§ **TEXTAUSZUG**
※ ※ ※

In seiner Geburtsstadt Amberg ist eine Straße nach Caspar Othmayr benannt, seine Musik aber ist vergessen. Das muss sich ändern, findet der Countertenor Franz Vitzthum – und zeigt auf diesem Album, dass Othmayr mit den Großen seiner Zeit locker mithalten konnte. Und wie er in seiner Musik entschieden für eine damals höchst umstrittene Persönlichkeit Partei ergriff.
Bildquelle: © Christophorus
Nur ein Straßenname ist von ihm geblieben, in Nürnberg, Heilsbronn oder Amberg. Und wahrscheinlich ahnen dort nicht einmal die Straßenbewohner, dass der Namensgeber einst ein berühmter Komponist war - so sehr ist seine Musik in Vergessenheit geraten. Den Weg zur Caspar-Othmayr-Straße zeigt der Navi, den Weg zu Caspar Othmayr selbst weist nun diese CD.

※ ※ ※

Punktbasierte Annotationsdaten
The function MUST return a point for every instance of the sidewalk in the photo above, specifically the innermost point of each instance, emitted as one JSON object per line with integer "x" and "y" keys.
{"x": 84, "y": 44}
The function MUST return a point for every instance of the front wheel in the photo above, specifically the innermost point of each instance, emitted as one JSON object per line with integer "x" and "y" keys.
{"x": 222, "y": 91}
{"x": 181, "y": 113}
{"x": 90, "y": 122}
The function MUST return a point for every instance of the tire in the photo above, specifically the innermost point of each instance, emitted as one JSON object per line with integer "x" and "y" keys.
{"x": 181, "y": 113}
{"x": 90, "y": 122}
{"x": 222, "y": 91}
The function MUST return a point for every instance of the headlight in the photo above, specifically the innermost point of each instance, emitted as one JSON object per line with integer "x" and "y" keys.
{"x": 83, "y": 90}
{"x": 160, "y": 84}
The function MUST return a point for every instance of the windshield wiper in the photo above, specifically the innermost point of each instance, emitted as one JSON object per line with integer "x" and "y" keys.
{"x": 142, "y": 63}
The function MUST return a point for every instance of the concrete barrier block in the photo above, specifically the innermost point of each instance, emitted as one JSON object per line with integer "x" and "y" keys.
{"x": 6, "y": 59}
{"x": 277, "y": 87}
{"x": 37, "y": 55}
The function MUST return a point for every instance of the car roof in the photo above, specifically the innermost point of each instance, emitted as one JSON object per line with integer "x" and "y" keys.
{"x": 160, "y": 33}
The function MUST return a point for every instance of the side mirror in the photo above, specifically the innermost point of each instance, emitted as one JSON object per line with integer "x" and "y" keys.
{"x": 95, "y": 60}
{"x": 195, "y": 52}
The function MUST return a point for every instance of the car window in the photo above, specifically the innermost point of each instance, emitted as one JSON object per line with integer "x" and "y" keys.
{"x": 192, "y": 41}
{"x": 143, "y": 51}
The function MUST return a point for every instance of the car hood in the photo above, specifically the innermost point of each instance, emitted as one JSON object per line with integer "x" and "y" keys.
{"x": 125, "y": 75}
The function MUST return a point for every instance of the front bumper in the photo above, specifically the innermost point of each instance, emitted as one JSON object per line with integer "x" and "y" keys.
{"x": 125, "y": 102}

※ ※ ※

§ **AUFGABE IM DETAIL**
Schreib den Text über Caspar Othmayr vollständig und Wort für Wort ab. Die Datensätze haben mit dem Text nichts zu tun.

§ **VOLLSTÄNDIGE ANTWORT**
In seiner Geburtsstadt Amberg ist eine Straße nach Caspar Othmayr benannt, seine Musik aber ist vergessen. Das muss sich ändern, findet der Countertenor Franz Vitzthum – und zeigt auf diesem Album, dass Othmayr mit den Großen seiner Zeit locker mithalten konnte. Und wie er in seiner Musik entschieden für eine damals höchst umstrittene Persönlichkeit Partei ergriff.
Bildquelle: © Christophorus
Nur ein Straßenname ist von ihm geblieben, in Nürnberg, Heilsbronn oder Amberg. Und wahrscheinlich ahnen dort nicht einmal die Straßenbewohner, dass der Namensgeber einst ein berühmter Komponist war - so sehr ist seine Musik in Vergessenheit geraten. Den Weg zur Caspar-Othmayr-Straße zeigt der Navi, den Weg zu Caspar Othmayr selbst weist nun diese CD.